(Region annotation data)
__________

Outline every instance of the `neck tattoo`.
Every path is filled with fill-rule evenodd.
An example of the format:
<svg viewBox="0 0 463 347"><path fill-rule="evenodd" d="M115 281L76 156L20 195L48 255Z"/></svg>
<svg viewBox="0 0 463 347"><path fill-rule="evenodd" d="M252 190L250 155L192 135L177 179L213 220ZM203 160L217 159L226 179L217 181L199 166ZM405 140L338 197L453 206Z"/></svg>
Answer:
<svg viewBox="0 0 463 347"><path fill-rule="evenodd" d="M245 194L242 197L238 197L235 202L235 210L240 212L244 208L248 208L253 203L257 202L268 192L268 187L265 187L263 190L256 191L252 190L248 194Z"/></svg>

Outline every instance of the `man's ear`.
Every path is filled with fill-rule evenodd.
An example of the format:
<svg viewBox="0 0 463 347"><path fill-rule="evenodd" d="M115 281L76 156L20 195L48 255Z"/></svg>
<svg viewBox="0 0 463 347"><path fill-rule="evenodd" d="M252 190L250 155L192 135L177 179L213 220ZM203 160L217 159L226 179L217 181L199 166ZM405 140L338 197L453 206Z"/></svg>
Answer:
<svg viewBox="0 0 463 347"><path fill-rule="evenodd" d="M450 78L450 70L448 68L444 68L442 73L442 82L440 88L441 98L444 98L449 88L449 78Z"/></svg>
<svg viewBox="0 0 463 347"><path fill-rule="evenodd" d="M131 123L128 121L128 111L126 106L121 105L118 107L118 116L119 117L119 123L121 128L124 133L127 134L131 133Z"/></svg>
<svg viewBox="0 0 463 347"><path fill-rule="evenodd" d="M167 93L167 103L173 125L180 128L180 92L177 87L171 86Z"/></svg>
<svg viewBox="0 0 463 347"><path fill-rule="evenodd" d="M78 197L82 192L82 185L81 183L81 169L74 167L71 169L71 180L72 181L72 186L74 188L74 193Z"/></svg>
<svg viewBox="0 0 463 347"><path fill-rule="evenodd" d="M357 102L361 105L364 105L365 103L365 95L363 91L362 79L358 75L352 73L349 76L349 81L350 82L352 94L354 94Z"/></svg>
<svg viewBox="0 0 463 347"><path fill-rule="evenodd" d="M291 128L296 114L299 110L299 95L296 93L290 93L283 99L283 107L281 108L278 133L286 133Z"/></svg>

__________

§ **Given instruction**
Starting at the beginning of the data and ending with the line that contains "194L242 197L238 197L235", rewrite those lines with "neck tattoo" changed to "arm tattoo" and all else unchanged.

§ **Solution to this task**
Outline every instance of the `arm tattoo`.
Every path is filled with fill-rule evenodd.
An example of the format:
<svg viewBox="0 0 463 347"><path fill-rule="evenodd" d="M115 281L76 156L20 195L48 255Z"/></svg>
<svg viewBox="0 0 463 347"><path fill-rule="evenodd" d="M252 190L250 155L192 135L177 179L213 220ZM203 160L217 159L226 179L217 181L199 166ZM405 140L338 197L453 206Z"/></svg>
Answer:
<svg viewBox="0 0 463 347"><path fill-rule="evenodd" d="M245 194L242 197L238 197L235 202L235 210L240 212L244 208L248 208L253 203L257 202L268 192L268 187L265 187L263 190L256 191L252 190L248 194Z"/></svg>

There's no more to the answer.